• [Trecho fornecido]
···

Torquato Neto viveu o
suficiente para desafinar o coro dos contentes
Por Wally Sailormoon
Se vocês estiverem com dinheiro sobrando (o salário mínimo
vai aumentar agora em maio, certo? Comece a gastar por conta...), não deixem de
adquirir a monumental caixa “Torquatália”, de Torquato Neto. Org. Paulo Roberto
Pires. Editora Rocco. Volume I (“Do lado de dentro”), 368 páginas, R$ 44.
Volume II (“Geléia geral”), 408 páginas, R$ 49. O investimento vai valer a
pena.
Eu, particularmente, continuo reputando como tarefa ingrata
essa de reunir a obra completa de Torquato Neto (1944-1972). Ele não se deixava
apreender com facilidade, distribuiu seu talento por várias áreas, destruiu
muito do que escreveu antes de se matar aos 28 anos. Juntar o artista em dois
volumes é tentar dar-lhe contornos mais precisos. Mas, como não poderia deixar
de ser, as sensações de “Torquatália” sobrevivem em incongruências: “as
palavras arrebentadas, os becos, as ciladas etc. etc. ad infinitum”.
Os rastros de Torquato Neto foram agora mapeados pelo
jornalista, escritor, professor e editor Paulo Roberto Pires em “Do lado de
dentro” e “Geléia geral”. Os textos do piauiense estavam sumidos havia muito
tempo. É de 1982 a segunda e última edição de “Os últimos dias de paupéria”,
coletânea organizada pela mulher, Ana Maria Duarte, e por este vosso escriba.
Torquato sobrevivia de maneira mais próxima do público nas letras de canções, o
meio que lhe deu alguma celebridade.

···

• [Instruções]
1) No texto sobre Torquato Neto, quantas páginas tem o segundo volume da caixa "Torquatália"?
2) Transcreva do texto sobre Torquato Neto o trecho que vai de "Os rastros de" até "este vosso escriba.".

• [Dados fornecidos]
···

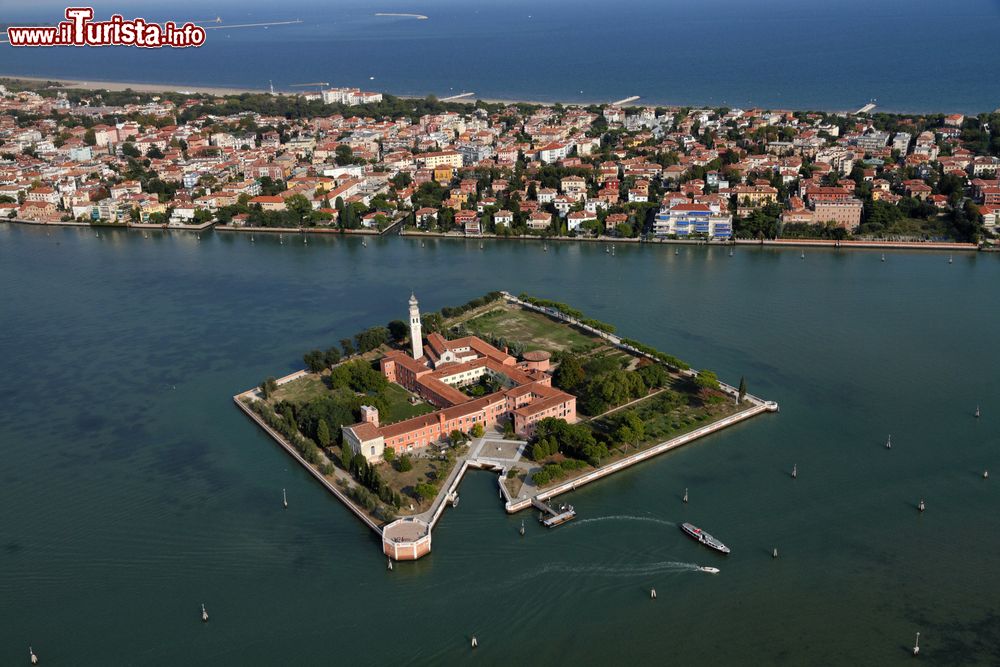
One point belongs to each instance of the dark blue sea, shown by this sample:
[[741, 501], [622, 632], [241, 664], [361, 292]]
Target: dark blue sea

···

• [Conjunto de respostas]
1) 408 páginas.

2)
Os rastros de Torquato Neto foram agora mapeados pelo
jornalista, escritor, professor e editor Paulo Roberto Pires em “Do lado de
dentro” e “Geléia geral”. Os textos do piauiense estavam sumidos havia muito
tempo. É de 1982 a segunda e última edição de “Os últimos dias de paupéria”,
coletânea organizada pela mulher, Ana Maria Duarte, e por este vosso escriba.